* [BRIEF]:
Take the data that follows and retype it word for word.

* [DATA IN THIS EXERCISE]:
--

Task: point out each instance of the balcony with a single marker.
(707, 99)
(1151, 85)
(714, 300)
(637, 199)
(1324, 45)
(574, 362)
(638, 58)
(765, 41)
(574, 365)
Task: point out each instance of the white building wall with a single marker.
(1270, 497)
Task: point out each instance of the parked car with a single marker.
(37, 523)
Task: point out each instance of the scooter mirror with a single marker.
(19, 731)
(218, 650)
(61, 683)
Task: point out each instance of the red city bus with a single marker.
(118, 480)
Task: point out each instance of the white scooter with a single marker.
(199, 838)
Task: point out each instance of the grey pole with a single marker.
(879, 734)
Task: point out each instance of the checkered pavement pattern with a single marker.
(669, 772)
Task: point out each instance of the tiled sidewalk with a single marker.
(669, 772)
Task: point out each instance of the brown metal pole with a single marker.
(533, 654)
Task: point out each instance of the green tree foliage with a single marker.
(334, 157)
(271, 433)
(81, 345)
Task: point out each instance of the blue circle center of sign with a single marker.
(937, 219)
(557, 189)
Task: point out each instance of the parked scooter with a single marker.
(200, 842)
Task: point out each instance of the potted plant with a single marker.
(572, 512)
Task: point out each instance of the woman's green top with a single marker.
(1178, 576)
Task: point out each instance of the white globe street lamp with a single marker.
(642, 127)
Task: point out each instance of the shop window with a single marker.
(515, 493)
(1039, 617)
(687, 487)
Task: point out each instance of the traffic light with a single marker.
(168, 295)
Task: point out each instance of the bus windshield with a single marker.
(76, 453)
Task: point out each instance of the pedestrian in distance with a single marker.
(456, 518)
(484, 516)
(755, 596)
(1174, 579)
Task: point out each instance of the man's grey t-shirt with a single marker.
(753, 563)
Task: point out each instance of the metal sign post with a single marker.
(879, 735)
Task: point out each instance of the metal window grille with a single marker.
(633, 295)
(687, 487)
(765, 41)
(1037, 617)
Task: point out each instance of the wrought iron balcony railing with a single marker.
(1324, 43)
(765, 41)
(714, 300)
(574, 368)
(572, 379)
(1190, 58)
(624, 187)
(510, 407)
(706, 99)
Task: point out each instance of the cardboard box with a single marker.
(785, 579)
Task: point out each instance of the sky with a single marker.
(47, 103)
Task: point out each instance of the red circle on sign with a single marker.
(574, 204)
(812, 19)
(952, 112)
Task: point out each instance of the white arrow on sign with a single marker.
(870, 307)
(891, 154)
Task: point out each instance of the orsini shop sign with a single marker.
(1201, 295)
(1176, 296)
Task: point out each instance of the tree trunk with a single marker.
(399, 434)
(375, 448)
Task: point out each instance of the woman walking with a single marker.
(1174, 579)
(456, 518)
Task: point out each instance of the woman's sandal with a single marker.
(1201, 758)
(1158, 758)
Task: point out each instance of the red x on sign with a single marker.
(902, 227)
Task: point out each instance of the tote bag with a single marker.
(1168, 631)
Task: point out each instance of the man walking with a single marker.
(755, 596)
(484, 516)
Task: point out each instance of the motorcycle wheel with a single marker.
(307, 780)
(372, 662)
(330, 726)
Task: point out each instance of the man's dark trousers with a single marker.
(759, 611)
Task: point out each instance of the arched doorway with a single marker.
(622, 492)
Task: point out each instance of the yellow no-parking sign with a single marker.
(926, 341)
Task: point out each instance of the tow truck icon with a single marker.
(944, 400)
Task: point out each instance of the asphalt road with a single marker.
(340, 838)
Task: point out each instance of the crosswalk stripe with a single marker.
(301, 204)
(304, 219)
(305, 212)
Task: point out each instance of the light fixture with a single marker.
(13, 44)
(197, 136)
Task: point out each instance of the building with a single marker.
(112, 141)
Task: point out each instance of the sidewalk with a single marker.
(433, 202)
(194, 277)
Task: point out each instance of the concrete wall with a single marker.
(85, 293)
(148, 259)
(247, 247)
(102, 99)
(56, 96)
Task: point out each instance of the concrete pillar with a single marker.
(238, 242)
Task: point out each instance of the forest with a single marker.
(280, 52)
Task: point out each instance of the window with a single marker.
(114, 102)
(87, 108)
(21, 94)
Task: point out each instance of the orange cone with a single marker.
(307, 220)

--

* [FULL ANSWER]:
Task: point out each instance of the balcony with a single marker.
(707, 99)
(1151, 85)
(714, 300)
(637, 199)
(1324, 45)
(574, 362)
(638, 58)
(765, 41)
(574, 365)
Task: point out each instance of the white building wall with a single marker.
(1270, 497)
Task: point out each instance of the parked car with a single marker.
(37, 523)
Task: point out each instance of the scooter mirror with a single marker.
(19, 731)
(218, 650)
(61, 683)
Task: point out each instance of the red city bus with a single marker.
(118, 480)
Task: point out each instance of the white scooter with a single marker.
(199, 838)
Task: point out each instance of the grey pole with a single marker.
(879, 734)
Task: point out each instance of the checkered pavement pattern with a single marker.
(669, 772)
Task: point out each instance of the tiled sidewalk with a single marker.
(669, 772)
Task: point out each instance of the brown metal pole with a single marker.
(533, 654)
Task: point out each instance of the green tree foliage with a single marker.
(334, 157)
(271, 433)
(81, 345)
Task: point out each instance of the blue circle center of sign with a single marker.
(937, 219)
(557, 189)
Task: point out each instance of the parked scooter with a single marker.
(200, 842)
Task: point out each instance of the potted plant with a single marker.
(572, 512)
Task: point out each instance of the woman's green top with a single marker.
(1178, 576)
Task: point out each instance of the white globe street lamp with a single marker.
(642, 127)
Task: point out each instance of the shop window with a single marker.
(515, 493)
(1039, 617)
(687, 487)
Task: point out each instance of the traffic light with a single marker.
(168, 295)
Task: point out each instance of the bus windshield with a single marker.
(76, 453)
Task: point out each instance of the pedestrian in distance with a single marker.
(456, 518)
(484, 516)
(755, 596)
(1174, 579)
Task: point out each instance of the man's grey t-shirt with a single marker.
(753, 563)
Task: point out each instance of the metal sign post with a single marker.
(879, 735)
Task: point out each instance of the metal window grille with a single marker.
(633, 295)
(687, 487)
(765, 41)
(1037, 617)
Task: point out each instance of the wrought iron balcony railing with a single marker.
(1324, 43)
(765, 41)
(714, 300)
(574, 368)
(572, 379)
(1190, 58)
(624, 187)
(510, 407)
(706, 99)
Task: point out each instance of the cardboard box with a single marker.
(785, 579)
Task: point out each instance of the sky with a single marker.
(47, 103)
Task: point out each instance of the red circle on sign with a single marker.
(574, 204)
(812, 19)
(952, 112)
Task: point out each instance of the white arrow on sign with a single marker.
(870, 307)
(891, 154)
Task: point out each instance of the orsini shop sign with a single marker.
(1201, 295)
(1176, 296)
Task: point out each instance of the tree trunk with a single marker.
(399, 434)
(375, 448)
Task: point out each instance of the woman walking with a single marker.
(1174, 579)
(456, 518)
Task: point out each instance of the woman's sandal with a single marker.
(1201, 758)
(1158, 758)
Task: point out each instance of the red x on sign with a single marker.
(902, 227)
Task: point out each instance of the tote bag with a single marker.
(1168, 631)
Task: point out each instance of the man walking with a single marker.
(755, 596)
(484, 516)
Task: point out each instance of the motorcycle wheel with a single marker.
(307, 780)
(372, 662)
(330, 726)
Task: point out each instance of the man's dark trousers with a single marker.
(759, 611)
Task: point out each instance of the arched doorway with a single marker.
(622, 492)
Task: point out each instance of the yellow no-parking sign with a single marker.
(926, 341)
Task: point out each instance of the tow truck icon with a single marker.
(944, 400)
Task: point out each instance of the asphalt road with a single marker.
(340, 838)
Task: point out each instance of the crosswalk stripe with a single marker.
(301, 204)
(304, 219)
(305, 212)
Task: point out each instance of the light fixture with a single marker.
(13, 44)
(197, 136)
Task: point out each instance of the building with a single marker.
(112, 141)
Task: point out each instance of the sidewalk with a single marker.
(433, 202)
(194, 277)
Task: point out each instance of the concrete wall with a single marker.
(85, 293)
(148, 259)
(247, 247)
(102, 99)
(56, 96)
Task: point out each instance of the concrete pillar with a single marker.
(238, 242)
Task: point out each instance of the forest with a single marker.
(280, 52)
Task: point out each instance of the window with a single marker.
(114, 102)
(87, 108)
(21, 94)
Task: point out each instance of the orange cone with a single marker.
(307, 220)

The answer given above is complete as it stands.